> **Excerto do documento**:
────────

Começamos o ano com algumas outras novidades científicas. Uma revisão do estado da arte em matéria de perda de peso. No final de dezembro de 2019, Cabo & Mattson publicam no The New England Journal of Medicine uma revisão defendendo o jejum intermitente como a estratégia de sucesso na perda de peso, sobretudo com o encurtando do período do dia (número de horas) durante o qual são feitas as refeições – entre 10 horas a 6 horas e entre 14 a 18 h de jejum noturno, respetivamente. A questão metabólica central está no papel-chave dos corpos cetónicos na regulação metabólica o que só acontece aquando de um contexto de jejum mais prolongado.
Já em 2013, Tahara & Shibata tinham publicado na revista Neuroscience Review Chronobiology and Nutrition alguns dos mecanismos moleculares associados ao sucesso do jejum intermitente, sustentando que após a ingestão alimentar, e a consequente libertação de insulina, ocorre uma diminuição da razão NAD+/NADH inibindo a transcrição de alguns genes associados ao ritmo circadiano que, por sua vez, são importantes regulares do metabolismo. Ou seja, as oscilações entre o estado de jejum e o estado de pós-refeição são importantes para que sejam desencadeadas as vias de regulação de forma harmoniosa e adequada.
Atualmente com um período de horas de ingestão alimentar muito alargado, poucas horas de jejum noturno e uma necessidade quase contínua de ingestão de alimentos (petiscar), leva a que estas oscilações praticamente não existam ou sejam ténues ao ponto de uma desregulação metabólica. A ingestão de alimentos com muita frequência provoca picos de insulina frequentes, o que parece impedir a transcrição de muitos dos genes reguladores do metabolismo, associados ao ritmo circadiano (como FOXO, GR, CREB entre outros).
Mais ainda, na revisão de Kinouchi publicada na revista Cells Report em 2019, fica reforçada a interligação entre o jejum e a regulação de genes associados ao ritmo circadiano. De acordo com estes autores, o jejum ativa a transcrição de muitos genes, que deixam de ser transcritos com a cronicidade da ‘abundância alimentar’.

────────

> **Como resolver**: Dê seguimento ao texto sobre jejum intermitente e ritmo circadiano, começando logo após a última frase. Os dados apresentados a seguir não são necessários para este exercício.

(Dados de localização espacial)
────────

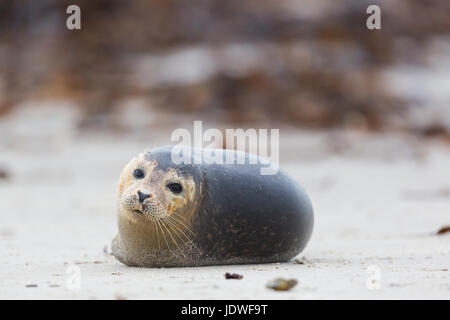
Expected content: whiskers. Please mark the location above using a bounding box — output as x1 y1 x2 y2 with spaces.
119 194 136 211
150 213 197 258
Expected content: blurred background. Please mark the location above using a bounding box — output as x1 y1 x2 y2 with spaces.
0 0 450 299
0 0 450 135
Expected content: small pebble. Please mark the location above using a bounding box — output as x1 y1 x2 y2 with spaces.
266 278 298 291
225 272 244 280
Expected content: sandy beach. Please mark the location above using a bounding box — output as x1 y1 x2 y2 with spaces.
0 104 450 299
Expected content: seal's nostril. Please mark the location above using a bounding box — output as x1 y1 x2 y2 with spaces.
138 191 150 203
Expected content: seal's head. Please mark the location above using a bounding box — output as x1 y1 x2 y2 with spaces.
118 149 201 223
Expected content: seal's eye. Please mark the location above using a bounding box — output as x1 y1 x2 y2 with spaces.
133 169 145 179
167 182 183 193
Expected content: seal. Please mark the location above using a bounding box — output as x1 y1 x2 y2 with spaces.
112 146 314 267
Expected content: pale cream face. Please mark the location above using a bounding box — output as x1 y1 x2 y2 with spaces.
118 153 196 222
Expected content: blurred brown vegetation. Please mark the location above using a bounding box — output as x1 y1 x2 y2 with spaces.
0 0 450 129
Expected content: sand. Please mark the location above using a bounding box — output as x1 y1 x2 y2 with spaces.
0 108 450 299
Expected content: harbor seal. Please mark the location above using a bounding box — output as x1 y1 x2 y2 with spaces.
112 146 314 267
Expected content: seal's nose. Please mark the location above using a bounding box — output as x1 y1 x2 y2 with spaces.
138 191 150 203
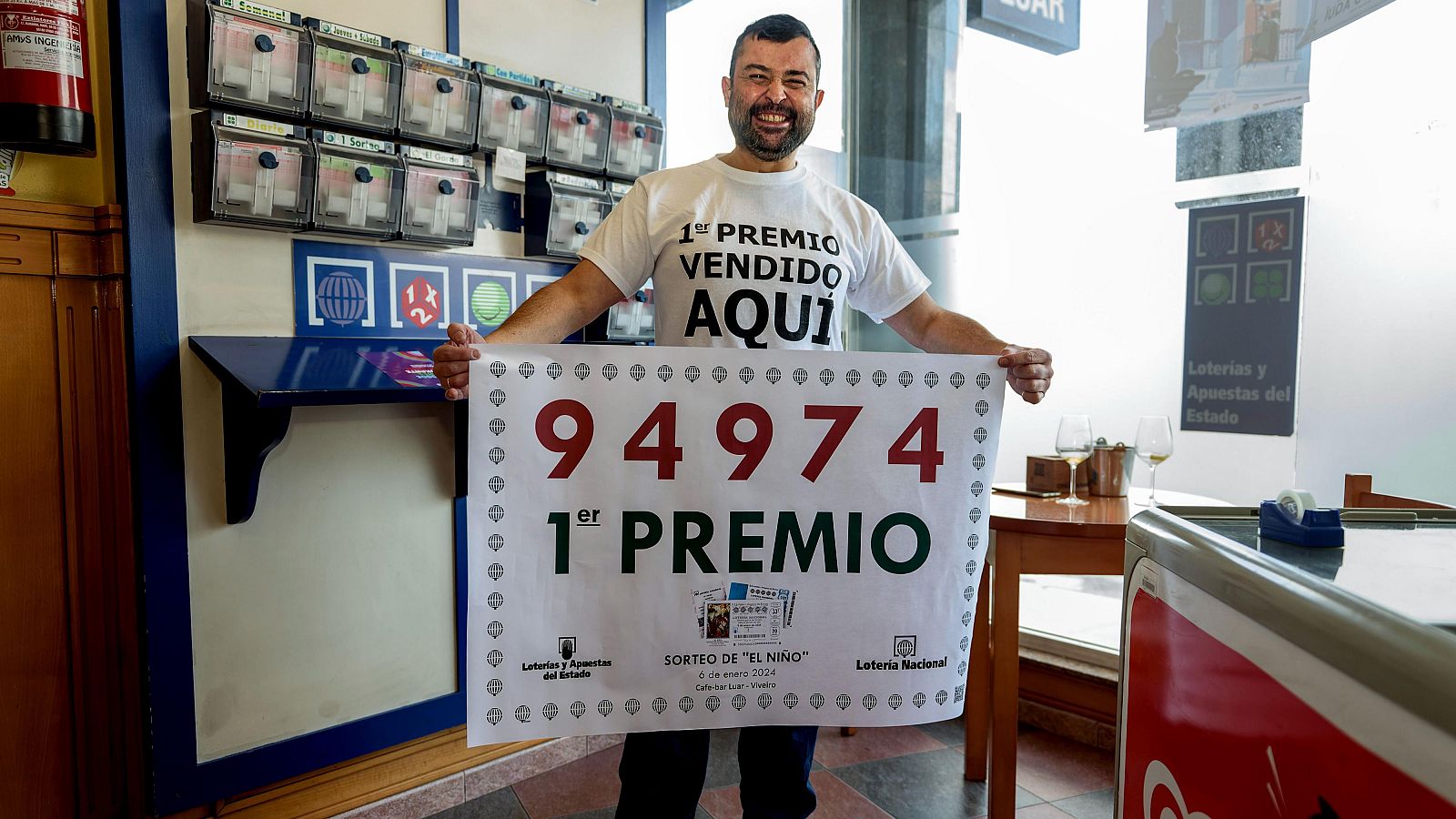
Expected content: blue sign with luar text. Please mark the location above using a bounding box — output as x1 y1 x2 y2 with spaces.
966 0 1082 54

────────

> **Resposta ao exercício**:
Ainda em 2019 ficou mais claro e reforçado o papel do microbiota nos efeitos do jejum: o jejum provoca modificações no metabolismo das bactérias intestinais, levando a uma comunicação o intestino e os diferentes outros órgãos. De acordo com a revisão de Moreno-Navarrete publicada na Reviews in Endocrine and Metabolic Disorders (2019), no jejum, os ácidos gordos de cadeia curta, sobretudo o acetato, terão um papel importante ao nível do tecido adiposo modulando a transdiferenciação do adipócito ‘amarelo’ para adipócito ‘beje’, ou seja, com maior capacidade termogénica pela sua maior expressão de termogenina (UCP1). Este efeito do acetato parece mediado pelo MCT (transportador de ácidos monocarboxílicos).
Reforçada nos últimos 15 anos a atenção sobre o tema do microbiota no ganho de peso, nos mecanismos associados às doença metabólica, nos mecanismos do sucesso do jejum, espera-se do novo ano, 2020, uma enorme evolução dos conhecimentos clínicos, práticos, sobre novas intervenções ao nível do microbiota intestinal, como centrais ou como adjuvantes, na abordagem terapêutica das doenças metabólicas.
O sono, a gestão do stresse, as horas das refeições, o jejum entre as refeições, a qualidade nutricional/alimentar, a presença de fibra alimentar (hortofrutícolas e leguminosas), o exercício físico, são elementos chave dos estilos de vida, que devem ser trabalhados quer numa lógica de prevenção quer de abordagem terapêutica de intervenção no doente.
O diagnóstico de disbiose estará no centro da decisão clínica e de uma intervenção cada vez mais diferenciada do médico e do nutricionista.
Espero para os leitores da Viver Saudável em 2020 uma melhoria dos seus estilos de vida e com isso, mais saúde e sucessos profissionais!